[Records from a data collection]
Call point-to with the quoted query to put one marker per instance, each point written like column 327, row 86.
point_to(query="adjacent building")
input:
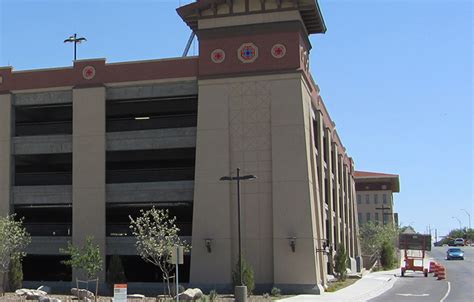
column 83, row 147
column 375, row 197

**Work task:** Search each line of the data above for "query", and copy the lines where it occurs.

**Exercise response:**
Call point-to with the quoted query to put one marker per instance, each point written like column 327, row 86.
point_to(query="adjacent building")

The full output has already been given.